» PROBLEM TO WORK ON: Copy the lines verbatim, beginning with the line that contains "Where can you find the sliced" and continuing through the end of the data, and only those lines.

..........

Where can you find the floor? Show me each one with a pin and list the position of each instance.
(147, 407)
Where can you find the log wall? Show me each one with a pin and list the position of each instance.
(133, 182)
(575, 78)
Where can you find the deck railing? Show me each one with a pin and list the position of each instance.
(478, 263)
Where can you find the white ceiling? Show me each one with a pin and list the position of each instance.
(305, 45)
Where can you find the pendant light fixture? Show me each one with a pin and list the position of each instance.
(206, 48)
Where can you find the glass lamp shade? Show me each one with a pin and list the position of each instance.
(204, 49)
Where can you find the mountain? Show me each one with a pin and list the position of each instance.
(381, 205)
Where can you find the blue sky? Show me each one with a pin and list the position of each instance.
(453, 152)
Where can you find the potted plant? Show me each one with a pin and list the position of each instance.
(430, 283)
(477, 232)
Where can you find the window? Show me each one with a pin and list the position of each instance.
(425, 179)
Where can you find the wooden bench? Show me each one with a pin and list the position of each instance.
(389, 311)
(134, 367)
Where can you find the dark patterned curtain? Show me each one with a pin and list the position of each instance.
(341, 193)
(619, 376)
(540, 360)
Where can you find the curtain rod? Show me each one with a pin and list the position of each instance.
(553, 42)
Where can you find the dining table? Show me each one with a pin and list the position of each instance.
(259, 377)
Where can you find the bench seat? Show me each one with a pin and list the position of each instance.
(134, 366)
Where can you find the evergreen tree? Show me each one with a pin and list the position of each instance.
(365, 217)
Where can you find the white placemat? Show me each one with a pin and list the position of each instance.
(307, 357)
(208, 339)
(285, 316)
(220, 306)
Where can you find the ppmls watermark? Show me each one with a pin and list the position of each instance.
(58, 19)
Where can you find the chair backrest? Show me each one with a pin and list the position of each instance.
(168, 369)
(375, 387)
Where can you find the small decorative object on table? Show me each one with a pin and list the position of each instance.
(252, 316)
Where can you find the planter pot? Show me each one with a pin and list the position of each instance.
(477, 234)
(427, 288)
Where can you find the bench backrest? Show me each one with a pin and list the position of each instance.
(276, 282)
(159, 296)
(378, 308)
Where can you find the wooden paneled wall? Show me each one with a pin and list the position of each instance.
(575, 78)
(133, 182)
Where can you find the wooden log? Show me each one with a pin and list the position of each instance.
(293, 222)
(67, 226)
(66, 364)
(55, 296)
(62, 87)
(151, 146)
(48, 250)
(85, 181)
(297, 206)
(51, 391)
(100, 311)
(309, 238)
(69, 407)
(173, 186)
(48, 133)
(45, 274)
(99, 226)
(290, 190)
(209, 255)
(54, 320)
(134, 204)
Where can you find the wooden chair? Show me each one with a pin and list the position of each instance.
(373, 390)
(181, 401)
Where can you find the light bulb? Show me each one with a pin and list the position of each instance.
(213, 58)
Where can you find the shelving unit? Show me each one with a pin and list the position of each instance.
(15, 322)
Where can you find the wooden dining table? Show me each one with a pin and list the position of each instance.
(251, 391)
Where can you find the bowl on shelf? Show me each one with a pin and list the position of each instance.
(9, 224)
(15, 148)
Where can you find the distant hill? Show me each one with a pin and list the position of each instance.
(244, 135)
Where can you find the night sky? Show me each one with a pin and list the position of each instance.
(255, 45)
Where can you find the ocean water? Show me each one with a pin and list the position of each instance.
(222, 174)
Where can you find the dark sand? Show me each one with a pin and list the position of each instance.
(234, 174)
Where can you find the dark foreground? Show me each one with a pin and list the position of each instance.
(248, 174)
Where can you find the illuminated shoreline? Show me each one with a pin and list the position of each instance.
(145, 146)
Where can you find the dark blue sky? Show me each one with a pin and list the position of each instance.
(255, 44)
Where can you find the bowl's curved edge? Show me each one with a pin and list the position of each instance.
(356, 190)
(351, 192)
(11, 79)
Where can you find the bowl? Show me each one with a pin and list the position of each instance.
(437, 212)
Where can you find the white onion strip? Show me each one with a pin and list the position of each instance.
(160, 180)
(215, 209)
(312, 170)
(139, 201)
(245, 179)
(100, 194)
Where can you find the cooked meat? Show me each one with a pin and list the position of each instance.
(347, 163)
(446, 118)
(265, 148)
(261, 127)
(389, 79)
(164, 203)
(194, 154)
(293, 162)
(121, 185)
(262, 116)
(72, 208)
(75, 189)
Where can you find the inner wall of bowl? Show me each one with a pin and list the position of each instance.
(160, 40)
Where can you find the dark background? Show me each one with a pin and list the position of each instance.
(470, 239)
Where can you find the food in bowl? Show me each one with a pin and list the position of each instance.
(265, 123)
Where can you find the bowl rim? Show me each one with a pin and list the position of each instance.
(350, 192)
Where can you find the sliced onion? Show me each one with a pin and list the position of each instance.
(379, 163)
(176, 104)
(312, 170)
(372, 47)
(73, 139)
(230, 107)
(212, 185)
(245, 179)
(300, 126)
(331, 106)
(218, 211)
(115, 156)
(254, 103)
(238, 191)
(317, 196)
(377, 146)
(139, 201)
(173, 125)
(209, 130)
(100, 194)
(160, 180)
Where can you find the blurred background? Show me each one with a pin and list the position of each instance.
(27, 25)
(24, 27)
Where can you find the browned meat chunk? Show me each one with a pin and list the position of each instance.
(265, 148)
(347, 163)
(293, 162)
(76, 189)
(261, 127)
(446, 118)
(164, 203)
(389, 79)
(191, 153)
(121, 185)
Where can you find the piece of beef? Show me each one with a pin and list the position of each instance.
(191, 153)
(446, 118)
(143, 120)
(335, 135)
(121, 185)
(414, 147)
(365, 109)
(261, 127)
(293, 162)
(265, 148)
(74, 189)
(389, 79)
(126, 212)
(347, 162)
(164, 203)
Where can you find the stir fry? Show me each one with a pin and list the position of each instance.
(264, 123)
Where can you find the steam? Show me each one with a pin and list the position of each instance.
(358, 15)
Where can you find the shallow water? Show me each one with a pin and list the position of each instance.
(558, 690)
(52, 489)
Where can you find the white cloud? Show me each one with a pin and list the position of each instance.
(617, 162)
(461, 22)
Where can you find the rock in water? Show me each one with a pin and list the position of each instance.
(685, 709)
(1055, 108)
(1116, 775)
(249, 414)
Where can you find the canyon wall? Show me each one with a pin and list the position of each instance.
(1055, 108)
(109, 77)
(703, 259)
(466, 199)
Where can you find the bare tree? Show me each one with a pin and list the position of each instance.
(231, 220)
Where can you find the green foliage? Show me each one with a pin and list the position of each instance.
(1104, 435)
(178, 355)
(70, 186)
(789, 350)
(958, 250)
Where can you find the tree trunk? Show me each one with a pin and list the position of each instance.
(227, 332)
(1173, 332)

..........

» ANSWER:
Where can you find the sliced onion? Show me each one with a pin and list the position of each instance.
(379, 163)
(176, 104)
(312, 170)
(372, 47)
(73, 139)
(230, 107)
(212, 185)
(245, 179)
(300, 126)
(331, 106)
(218, 211)
(115, 156)
(254, 103)
(238, 191)
(317, 196)
(377, 146)
(139, 201)
(173, 125)
(209, 130)
(100, 194)
(160, 180)
Where can you find the blurred background? Show me each one with a pin and list the position of each instance.
(27, 25)
(24, 27)
Where can you find the browned meat chunk? Show me each one with a pin and list the position of each instance.
(265, 148)
(347, 163)
(293, 162)
(76, 189)
(261, 127)
(446, 118)
(164, 203)
(389, 79)
(191, 153)
(121, 185)
Where can you find the piece of beef? Show me each one with a pin and list the position of each instance.
(191, 153)
(446, 118)
(143, 120)
(335, 135)
(121, 185)
(414, 147)
(365, 109)
(261, 127)
(293, 162)
(265, 148)
(74, 189)
(389, 79)
(126, 212)
(347, 162)
(164, 203)
Where can you find the stir fry? Show me each one with a pin and list the position of each instance.
(264, 123)
Where can you find the steam? Show me each one with a pin and list the position of each instance.
(358, 15)
Where can you find the shallow water? Show me each one with a pin and list the position of each instance.
(558, 690)
(52, 489)
Where can you find the white cloud? Show me each one with a pin and list the position of each instance.
(617, 162)
(461, 22)
Where can you find the rock in water? Show me each one with a pin and list the position of each instance.
(685, 709)
(1055, 108)
(1116, 775)
(249, 414)
Where can you find the canyon wall? Show me each one with a pin and list the position of each instance.
(1055, 108)
(109, 77)
(703, 259)
(466, 199)
Where can you find the bare tree? Show me each one with a pin and list the position of each instance.
(231, 220)
Where can you find the green foliage? Show me each one with a pin and list the position of each instance.
(1104, 435)
(178, 355)
(70, 186)
(789, 350)
(958, 250)
Where can you find the tree trunk? Show me each one with a pin and list the position of each instance.
(227, 332)
(1173, 332)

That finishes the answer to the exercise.